After finding the line with "Target: shrub" in the entries below, retype exactly each line from there through the line with "mark the side step", including that final line.

START DATA FOR THIS EXERCISE

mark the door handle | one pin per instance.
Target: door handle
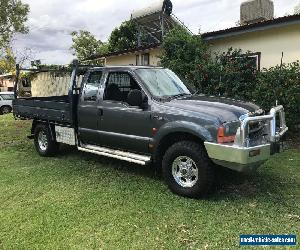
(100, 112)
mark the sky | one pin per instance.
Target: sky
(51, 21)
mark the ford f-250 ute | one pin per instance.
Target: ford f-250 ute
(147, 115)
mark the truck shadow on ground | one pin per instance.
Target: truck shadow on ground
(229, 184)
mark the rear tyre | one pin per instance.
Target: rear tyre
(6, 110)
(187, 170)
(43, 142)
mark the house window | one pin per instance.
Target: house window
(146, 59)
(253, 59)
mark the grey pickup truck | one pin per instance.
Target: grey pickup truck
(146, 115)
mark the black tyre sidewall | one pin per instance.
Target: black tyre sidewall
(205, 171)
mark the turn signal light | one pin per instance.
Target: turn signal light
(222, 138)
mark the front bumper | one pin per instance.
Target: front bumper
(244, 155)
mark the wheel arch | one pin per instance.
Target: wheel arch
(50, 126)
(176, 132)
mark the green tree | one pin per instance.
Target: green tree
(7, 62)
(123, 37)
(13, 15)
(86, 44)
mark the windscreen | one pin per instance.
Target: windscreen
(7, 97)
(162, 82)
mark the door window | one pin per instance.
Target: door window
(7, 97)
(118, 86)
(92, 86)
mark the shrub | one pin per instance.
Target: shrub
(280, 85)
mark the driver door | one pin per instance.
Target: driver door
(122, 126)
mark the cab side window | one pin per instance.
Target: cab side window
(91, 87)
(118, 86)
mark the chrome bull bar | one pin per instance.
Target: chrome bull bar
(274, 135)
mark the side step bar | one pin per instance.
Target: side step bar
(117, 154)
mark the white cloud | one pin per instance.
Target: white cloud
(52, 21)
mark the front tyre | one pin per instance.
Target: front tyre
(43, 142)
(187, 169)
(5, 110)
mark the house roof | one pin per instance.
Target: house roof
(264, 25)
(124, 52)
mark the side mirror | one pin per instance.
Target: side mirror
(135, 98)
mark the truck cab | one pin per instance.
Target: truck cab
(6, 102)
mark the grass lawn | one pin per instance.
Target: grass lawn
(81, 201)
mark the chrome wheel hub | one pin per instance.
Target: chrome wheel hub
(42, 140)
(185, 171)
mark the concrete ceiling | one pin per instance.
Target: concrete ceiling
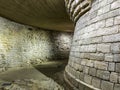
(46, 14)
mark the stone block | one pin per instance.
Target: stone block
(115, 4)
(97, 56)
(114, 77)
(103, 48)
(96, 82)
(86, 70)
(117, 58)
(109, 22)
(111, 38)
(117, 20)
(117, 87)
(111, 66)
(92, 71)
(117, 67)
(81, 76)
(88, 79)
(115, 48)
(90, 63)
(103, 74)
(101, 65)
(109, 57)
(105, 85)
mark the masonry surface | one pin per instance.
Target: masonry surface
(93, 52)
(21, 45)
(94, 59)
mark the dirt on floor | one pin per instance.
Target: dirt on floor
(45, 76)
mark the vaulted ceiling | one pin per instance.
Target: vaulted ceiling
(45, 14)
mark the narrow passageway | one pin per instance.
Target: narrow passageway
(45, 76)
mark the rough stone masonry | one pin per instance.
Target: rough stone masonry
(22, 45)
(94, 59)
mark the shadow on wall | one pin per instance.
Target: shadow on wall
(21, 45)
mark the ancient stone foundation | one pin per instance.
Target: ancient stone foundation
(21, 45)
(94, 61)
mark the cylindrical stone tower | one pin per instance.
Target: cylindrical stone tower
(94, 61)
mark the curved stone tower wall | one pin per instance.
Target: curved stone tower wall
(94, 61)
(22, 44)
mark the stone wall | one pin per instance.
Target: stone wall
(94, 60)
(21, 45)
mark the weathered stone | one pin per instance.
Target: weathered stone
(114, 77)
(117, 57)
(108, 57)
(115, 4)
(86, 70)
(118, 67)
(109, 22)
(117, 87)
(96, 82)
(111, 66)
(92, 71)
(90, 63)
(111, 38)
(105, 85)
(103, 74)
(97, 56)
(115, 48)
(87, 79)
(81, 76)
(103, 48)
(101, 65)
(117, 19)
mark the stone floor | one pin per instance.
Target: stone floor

END DATA FOR THIS EXERCISE
START DATA FOR THIS EXERCISE

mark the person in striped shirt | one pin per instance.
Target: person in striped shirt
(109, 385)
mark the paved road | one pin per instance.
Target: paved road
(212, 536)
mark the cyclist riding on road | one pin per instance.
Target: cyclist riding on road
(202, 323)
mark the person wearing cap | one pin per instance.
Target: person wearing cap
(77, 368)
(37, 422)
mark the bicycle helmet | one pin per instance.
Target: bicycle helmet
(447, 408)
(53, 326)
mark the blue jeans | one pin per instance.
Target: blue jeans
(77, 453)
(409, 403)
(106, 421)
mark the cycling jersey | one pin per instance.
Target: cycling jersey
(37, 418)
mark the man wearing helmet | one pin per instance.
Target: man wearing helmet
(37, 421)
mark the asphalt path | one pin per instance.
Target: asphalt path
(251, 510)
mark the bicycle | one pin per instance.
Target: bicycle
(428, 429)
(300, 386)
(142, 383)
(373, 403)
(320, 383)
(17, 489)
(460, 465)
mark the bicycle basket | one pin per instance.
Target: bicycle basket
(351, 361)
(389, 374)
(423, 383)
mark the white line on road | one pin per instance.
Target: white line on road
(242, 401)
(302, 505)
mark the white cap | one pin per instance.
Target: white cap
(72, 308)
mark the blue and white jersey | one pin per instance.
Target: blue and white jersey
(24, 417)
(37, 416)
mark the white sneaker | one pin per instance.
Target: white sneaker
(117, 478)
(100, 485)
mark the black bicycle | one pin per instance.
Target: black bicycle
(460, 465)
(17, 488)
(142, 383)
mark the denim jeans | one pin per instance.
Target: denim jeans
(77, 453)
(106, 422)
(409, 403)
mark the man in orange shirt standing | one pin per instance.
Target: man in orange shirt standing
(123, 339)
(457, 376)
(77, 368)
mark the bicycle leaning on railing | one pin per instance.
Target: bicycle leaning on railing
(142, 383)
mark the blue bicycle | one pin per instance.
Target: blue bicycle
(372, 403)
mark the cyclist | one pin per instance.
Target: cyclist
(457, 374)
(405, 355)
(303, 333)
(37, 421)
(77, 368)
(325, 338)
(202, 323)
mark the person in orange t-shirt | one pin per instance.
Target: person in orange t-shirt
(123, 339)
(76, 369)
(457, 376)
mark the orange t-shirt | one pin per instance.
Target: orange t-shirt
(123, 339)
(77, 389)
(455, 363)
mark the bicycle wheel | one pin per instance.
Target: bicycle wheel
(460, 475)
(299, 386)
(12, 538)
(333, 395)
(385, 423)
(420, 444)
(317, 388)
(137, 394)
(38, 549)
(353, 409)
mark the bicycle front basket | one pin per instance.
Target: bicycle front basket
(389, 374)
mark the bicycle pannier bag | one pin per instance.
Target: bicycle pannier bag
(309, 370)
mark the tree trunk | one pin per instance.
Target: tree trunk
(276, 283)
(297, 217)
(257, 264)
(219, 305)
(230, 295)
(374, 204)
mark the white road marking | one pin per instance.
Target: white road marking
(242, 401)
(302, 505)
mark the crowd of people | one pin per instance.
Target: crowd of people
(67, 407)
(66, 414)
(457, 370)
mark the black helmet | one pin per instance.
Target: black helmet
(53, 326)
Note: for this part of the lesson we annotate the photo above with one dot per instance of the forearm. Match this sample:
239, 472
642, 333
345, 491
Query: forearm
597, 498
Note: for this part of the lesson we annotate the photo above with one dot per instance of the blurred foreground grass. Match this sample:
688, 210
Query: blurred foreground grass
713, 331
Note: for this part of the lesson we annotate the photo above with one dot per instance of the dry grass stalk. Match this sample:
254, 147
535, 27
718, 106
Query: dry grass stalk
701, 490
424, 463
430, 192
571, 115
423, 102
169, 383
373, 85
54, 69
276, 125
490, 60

END DATA FOR THIS EXERCISE

### REPLY
Target: shrub
(280, 85)
mark the driver door | one pin per instance.
Target: driver door
(122, 126)
mark the cab side window | one pin per instance.
Target: cab side window
(91, 87)
(118, 86)
mark the chrome bull bar | one pin per instance.
Target: chrome bull bar
(274, 135)
mark the side step bar | one pin per instance.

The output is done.